* _PASSAGE_
■ ■ ■ ■ ■

- President: Danijel Živković
- Vice Presidents: Ivan Vuković; Jevto Eraković; Aleksandra Vuković Kuč; Abaz Dizdarević;
- Secretary General: Aleksandar Bogdanović
- Founders: Momir Bulatović Milo Đukanović Svetozar Marović
- Founded: 22 June 1991; 35 years ago
- Preceded by: League of Communists of Montenegro
- Headquarters: Podgorica
- Ideology: Social democracy Social liberalism Populism Montenegrin nationalism Pro-Europeanism 1991–1997: Democratic socialism Serbian-Montenegrin unionism
- Political position: Centre to centre-left 1991–1997: Left-wing
- National affiliation: European Montenegro (1998–2016) Together! For a future that belongs to you! (2023)
- European affiliation: Party of European Socialists (associate)
- International affiliation: Progressive Alliance Socialist International
- Colours: Purple; Orange;
- Parliament: 16 / 81
- Mayors: 4 / 25
- Local Parliaments: 223 / 844

Website
- dps.me

= Democratic Party of Socialists of Montenegro =

Montenegrin political party

The Democratic Party of Socialists of Montenegro (Демократска партија социјалиста Црне Горе, DPS) is a social democratic and populist political party in Montenegro. A former long-time ruling party sitting at the opposition for the first time since 2020, it was formed on 22 June 1991 as the successor of the League of Communists of Montenegro, which had governed Montenegro within the Socialist Federal Republic of Yugoslavia since World War II, and has remained a major force in the country ever since. The party is a member of the Socialist International and the Progressive Alliance, and an associate of the Party of European Socialists. During the 1990s, DPS was the major centre-left social-democratic party in favour of Serbian–Montenegrin unionism. However, since 1997, the party has embraced Montenegrin independence and has been improving ties with the West, slowly turning into a catch-all party embracing Atlanticism, Montenegrin nationalism, neoliberalism, and pro-Europeanism.

■ ■ ■ ■ ■

* _PROVIDED DATA_
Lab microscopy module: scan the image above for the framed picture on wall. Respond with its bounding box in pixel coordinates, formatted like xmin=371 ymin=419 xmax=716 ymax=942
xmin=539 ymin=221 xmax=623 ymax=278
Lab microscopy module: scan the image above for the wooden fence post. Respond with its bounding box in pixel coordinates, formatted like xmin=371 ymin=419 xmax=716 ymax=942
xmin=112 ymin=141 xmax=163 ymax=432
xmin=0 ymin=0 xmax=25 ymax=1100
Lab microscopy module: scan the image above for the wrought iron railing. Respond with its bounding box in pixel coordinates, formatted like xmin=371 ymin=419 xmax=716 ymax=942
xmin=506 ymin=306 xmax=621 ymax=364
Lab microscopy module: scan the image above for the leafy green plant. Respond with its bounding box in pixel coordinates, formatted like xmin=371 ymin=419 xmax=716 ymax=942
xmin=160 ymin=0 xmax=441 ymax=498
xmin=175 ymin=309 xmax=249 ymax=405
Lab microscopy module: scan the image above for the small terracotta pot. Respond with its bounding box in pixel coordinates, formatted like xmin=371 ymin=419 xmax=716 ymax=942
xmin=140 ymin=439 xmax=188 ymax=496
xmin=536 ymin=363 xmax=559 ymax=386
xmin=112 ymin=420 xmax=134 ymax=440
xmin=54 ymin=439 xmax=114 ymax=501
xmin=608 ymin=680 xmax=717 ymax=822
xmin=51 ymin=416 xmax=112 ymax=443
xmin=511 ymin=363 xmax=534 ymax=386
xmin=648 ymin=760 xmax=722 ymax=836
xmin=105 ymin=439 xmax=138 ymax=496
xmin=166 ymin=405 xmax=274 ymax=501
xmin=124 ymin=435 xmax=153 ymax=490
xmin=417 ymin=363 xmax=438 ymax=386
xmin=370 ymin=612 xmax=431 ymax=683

■ ■ ■ ■ ■

* _WRITTEN PROBLEM_
Summarize the passage on the Democratic Party of Socialists of Montenegro in two sentences.

* _OUTPUT OF THE TASK_
The Democratic Party of Socialists of Montenegro is a social democratic and populist party that was formed on 22 June 1991 as the successor of the League of Communists of Montenegro and, after long governing, has been in opposition since 2020. In the 1990s it was a centre-left party favoring Serbian–Montenegrin unionism, but since 1997 it has embraced Montenegrin independence and closer ties with the West, gradually becoming a catch-all party embracing Atlanticism, Montenegrin nationalism, neoliberalism, and pro-Europeanism.